EXTRACTED TEXT: Begin

I had always been the black sheep of middle class Bengali opinion. A failure when it came to being ‘Ram’….. as in ‘Ram baro bhalo cheley. Ram roj pora koriya school jay. Ram kaharo sathey maramari korena. Ram Baba, Maa’ke dukho deyna. Ram pujoy chiter jaama poriya khushi hoy….etc’. Climbing trees, playing imaginary battles with GI Joes, making the perfect paper plane, sailing paper boats in puddles, picking up fights, using improvised explosive devices to blow up letter boxes, sitting by the window gazing at the sky through stormy nights, staring at the sky for hours trying to spot Russian sputniks….. reading every book I could lay my hands on and dreaming of travelling to all the places I read about and this sort of stuff always meant more to me than being ‘Ram’. Not surprisingly I was considered a write off. The fact that I was better than most at almost every sport, I could paint, play the guitar, write better than most my age or that I had learnt Hindi and Deutsch (from half a book….what pun!!) completely on my own remained a closely guarded secret as I hated publicity. I never tried to reform my public image of the perfect ‘antonym’ of Ram. And even today when I’m told how I have changed and how successful I’ve become, or what a dutiful son I turned out to be…. by those same people who had written me off back then…. I normally smile, a patronizing combination of a smirk & condescending arrogance, implying a descent from superiority. One may wonder then why I aimed for good grades this time. First I wanted to see if I am capable of it…. whether my confidence was ill founded and I wanted to feel what is it like to be ‘Ram’…. and this is where begins My Happy Post…….

EXTRACTED TEXT: End

TASK LIST →
#1 Answer these questions about the essay on not being "Ram":
(a) Which two languages does the writer say they learned completely on their own?
(b) What did the writer stare at the sky for hours trying to spot?
(c) What is the first reason the writer gives for aiming for good grades this time?
#2 Pick up the essay on not being "Ram" and keep writing it from its last sentence.
The data after this isn't needed for anything here.

DATA LISTING: Begin

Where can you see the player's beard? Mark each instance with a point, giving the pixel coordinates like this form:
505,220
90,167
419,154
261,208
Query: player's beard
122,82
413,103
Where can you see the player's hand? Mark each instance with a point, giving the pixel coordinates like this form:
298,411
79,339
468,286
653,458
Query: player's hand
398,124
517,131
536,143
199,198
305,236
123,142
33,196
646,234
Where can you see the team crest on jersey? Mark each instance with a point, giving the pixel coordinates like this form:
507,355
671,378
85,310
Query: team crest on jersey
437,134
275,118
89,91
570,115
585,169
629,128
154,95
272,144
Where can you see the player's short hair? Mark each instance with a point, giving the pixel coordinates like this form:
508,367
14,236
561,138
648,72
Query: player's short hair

DATA LISTING: End

ANSWERS TO THE PROBLEMS →
#1
(a) Hindi and Deutsch.
(b) Russian sputniks.
(c) To see whether they were capable of it.

#2
Even before the decision to go to Glasgow for my modular courses was finalized I knew that I will see the Scottish Highlands….. no matter what it took. I was there in 1999…. exactly a decade back and I wanted to go back. I set out from home at the crack of dawn. My plan was to drive straight to Aberdeen and then drive back through the Highlands stopping wherever I felt like. Maverick as usual I chose to take the country roads instead of the motorway. I took the M8 motorway till Erskine, crossed the bridge and hit A82. The speedometer showed a steady 60 miles per hour and I…… and I hurtled back through time at 60 minutes per hour.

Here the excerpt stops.